Reproduce verbatim the lines of the records below, starting at the line that contains "indicate the white t-shirt, a" and ending at the line that contains "column 713, row 577", with both of those lines included.

DATA FOR THIS EXERCISE:
┄┄┄┄┄┄

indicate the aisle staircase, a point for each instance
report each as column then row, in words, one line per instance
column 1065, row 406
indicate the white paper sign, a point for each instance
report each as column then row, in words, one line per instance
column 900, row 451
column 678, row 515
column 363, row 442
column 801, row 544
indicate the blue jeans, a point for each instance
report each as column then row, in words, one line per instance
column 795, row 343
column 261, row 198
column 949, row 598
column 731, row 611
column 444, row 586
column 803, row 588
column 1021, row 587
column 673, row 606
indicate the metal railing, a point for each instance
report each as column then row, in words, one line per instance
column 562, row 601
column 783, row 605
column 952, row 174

┄┄┄┄┄┄

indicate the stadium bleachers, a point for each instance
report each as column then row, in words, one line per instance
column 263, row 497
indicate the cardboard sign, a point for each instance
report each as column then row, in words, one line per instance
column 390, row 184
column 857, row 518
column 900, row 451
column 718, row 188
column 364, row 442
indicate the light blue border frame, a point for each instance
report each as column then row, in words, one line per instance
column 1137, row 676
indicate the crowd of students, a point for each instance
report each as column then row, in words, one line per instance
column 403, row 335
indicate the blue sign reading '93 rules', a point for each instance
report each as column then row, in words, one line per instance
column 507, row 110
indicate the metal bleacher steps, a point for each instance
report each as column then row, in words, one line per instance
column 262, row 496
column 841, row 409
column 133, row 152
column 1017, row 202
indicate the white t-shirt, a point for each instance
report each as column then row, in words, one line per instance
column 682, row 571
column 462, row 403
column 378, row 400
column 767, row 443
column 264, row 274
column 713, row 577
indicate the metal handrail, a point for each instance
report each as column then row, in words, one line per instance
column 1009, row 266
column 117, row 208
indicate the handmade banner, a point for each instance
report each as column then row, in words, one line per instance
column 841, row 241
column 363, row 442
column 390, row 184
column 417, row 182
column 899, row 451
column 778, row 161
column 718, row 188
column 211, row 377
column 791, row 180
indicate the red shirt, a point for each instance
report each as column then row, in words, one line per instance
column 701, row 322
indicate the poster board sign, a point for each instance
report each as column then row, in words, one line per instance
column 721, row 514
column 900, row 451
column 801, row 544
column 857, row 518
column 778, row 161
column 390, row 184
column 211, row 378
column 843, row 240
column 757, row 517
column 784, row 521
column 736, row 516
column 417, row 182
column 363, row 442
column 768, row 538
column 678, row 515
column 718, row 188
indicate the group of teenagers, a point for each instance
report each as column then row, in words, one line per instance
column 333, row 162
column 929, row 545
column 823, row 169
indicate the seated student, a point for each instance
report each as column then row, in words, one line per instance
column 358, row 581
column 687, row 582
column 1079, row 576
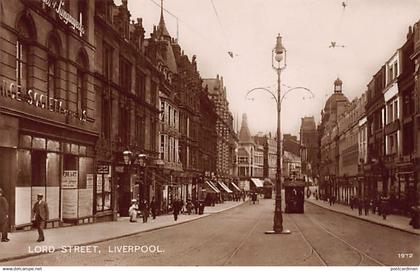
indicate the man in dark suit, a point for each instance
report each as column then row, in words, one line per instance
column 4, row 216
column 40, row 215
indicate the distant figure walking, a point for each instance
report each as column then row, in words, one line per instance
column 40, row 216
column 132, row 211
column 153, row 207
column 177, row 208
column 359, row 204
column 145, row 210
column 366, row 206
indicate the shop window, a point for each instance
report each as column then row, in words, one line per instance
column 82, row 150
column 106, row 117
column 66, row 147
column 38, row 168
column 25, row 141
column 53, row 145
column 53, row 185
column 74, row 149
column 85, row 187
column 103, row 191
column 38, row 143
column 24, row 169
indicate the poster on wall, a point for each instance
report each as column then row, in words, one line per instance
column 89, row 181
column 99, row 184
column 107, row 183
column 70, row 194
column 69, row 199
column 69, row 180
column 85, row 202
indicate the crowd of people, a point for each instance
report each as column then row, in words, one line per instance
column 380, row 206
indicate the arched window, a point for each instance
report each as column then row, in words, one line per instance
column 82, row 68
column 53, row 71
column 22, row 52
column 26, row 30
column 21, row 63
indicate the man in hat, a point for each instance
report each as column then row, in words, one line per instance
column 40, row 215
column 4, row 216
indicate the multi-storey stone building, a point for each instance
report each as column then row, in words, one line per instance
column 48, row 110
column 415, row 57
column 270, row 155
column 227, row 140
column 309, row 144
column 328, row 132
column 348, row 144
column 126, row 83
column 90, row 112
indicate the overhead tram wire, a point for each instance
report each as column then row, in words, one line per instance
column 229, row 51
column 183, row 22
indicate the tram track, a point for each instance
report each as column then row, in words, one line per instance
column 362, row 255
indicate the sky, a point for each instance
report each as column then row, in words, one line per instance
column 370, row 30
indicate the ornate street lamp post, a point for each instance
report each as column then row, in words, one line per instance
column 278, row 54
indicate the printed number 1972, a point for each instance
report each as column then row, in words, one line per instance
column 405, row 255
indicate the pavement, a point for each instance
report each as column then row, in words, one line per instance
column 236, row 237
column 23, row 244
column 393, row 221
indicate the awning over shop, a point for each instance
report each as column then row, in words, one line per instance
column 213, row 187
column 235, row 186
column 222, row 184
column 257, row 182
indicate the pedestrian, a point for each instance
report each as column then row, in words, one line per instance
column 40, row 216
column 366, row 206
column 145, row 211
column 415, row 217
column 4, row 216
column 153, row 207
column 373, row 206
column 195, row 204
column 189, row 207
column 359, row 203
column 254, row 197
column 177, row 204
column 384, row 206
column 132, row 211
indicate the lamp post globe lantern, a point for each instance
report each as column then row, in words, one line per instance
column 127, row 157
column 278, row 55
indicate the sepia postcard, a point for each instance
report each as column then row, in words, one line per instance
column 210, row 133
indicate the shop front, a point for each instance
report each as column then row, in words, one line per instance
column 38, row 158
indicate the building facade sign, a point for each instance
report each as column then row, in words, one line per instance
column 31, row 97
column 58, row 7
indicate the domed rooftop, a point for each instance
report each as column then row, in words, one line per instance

┄┄┄┄┄┄

TASK RESPONSE:
indicate the white t-shirt, a point for each instance
report each as column then row, in words, one line per instance
column 682, row 571
column 462, row 403
column 378, row 400
column 767, row 443
column 264, row 274
column 713, row 577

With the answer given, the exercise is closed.